§ **Brief 1**: Using the article on the APC that never arrives, below, decide whether each statement agrees with it, answering yes or no and quoting the deciding words: (a) the call to QueueUserAPC succeeds; (b) the WakeWorker callback sets ShuttingDown to false; (c) the main thread waits for the worker thread with a five-second timeout.
§ **Brief 2**: Please write what comes next in the article on the APC that never arrives, picking up right after its final line.

§ **Text to read**:
· · ·

September 9th, 2022

The case of the APC that never arrives

Raymond Chen

A customer encountered found that sometimes, their application hung in its clean up code. Here’s a simplified version.

bool ShuttingDown = false;

void MainThread()
{
    DWORD id;
    auto hThread = CreateThread(nullptr, 0, WorkerThread,
                                nullptr, 0, &id); // succeeds

    BlahBlahBlah(); // do useful work

    // Time to clean up. Post an APC to the worker thread
    // to tell it that it's time to go home.
    QueueUserAPC(WakeWorker, hThread, 0); // succeeds

    WaitForSingleObject(hThread, INFINITE); // hangs

    CloseHandle(hThread);
}

void CALLBACK WakeWorker(ULONG_PTR)
{
    ShuttingDown = true;
}

DWORD CALLBACK WorkerThread(void*)
{
    // Do work until shut down.
    do
    {
        // All work is posted via APCs.

· · ·

§ **Entries**:
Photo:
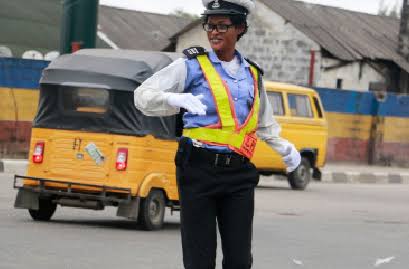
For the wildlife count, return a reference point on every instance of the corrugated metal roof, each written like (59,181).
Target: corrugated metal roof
(347,35)
(35,25)
(139,30)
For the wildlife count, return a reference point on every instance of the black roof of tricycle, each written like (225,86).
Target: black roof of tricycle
(106,68)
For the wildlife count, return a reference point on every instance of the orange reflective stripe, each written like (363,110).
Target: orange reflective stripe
(241,139)
(219,91)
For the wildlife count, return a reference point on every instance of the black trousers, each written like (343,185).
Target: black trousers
(212,194)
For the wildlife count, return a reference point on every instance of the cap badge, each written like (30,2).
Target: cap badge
(216,4)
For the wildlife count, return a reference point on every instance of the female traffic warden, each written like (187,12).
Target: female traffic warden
(226,109)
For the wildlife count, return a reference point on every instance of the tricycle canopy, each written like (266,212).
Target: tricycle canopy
(92,90)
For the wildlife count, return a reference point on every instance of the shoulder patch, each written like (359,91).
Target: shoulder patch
(193,52)
(255,65)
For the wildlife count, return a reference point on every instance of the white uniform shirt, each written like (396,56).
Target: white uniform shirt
(150,98)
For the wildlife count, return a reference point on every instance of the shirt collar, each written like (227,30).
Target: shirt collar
(213,58)
(241,74)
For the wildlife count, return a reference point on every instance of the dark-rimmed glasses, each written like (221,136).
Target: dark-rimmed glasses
(221,28)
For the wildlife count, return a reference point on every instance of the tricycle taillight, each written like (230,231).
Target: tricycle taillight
(122,159)
(38,153)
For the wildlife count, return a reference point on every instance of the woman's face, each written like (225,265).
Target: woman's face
(220,42)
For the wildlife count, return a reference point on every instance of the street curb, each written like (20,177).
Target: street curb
(19,167)
(366,178)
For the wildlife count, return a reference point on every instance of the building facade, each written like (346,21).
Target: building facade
(289,51)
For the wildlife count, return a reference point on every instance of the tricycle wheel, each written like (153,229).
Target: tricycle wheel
(152,211)
(45,211)
(301,176)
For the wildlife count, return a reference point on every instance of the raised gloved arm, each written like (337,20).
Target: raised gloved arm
(188,101)
(269,131)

· · ·

§ **Output 1**:
(a) Yes: "QueueUserAPC(WakeWorker, hThread, 0); // succeeds"
(b) No: "ShuttingDown = true;"
(c) No: "WaitForSingleObject(hThread, INFINITE); // hangs"

§ **Output 2**:
        SleepEx(INFINITE, TRUE);
    } while (!ShuttingDown);

    return 0;
}

The idea is that the program has a worker thread to, y’know, do some work. All of the work items are posted via QueueUserAPC, and the worker thread simply calls SleepEx alertably, over and over again. Each call to SleepEx sleeps the thread until an APC is queued, at which point it returns (because the bAlertable parameter is TRUE).

One way of looking at this design is that it’s a sneaky way of making the operating system manage your work queue for you. Another way of looking at it is as a single-threaded I/O completion port.

Call it what you will.

Anyway, the problem is that the worker thread is stuck in SleepEx, as if it never got the WakeWorker APC that tells it to exit.

But is that really the problem?

The customer was able to get some full memory dumps of systems that got into this state, and the telling detail is that the ShuttingDown variable was set to true. So it wasn’t that the WakeWorker APC never arrived. It totally did arrive and set ShuttingDown to true. Yet somehow that didn’t wake up the SleepEx.

One of my colleagues offered the possibility that when the code entered the SleepEx loop, the WakeWorker APC had already run. If that’s the case, then the SleepEx is going to wait for an APC that has already arrived.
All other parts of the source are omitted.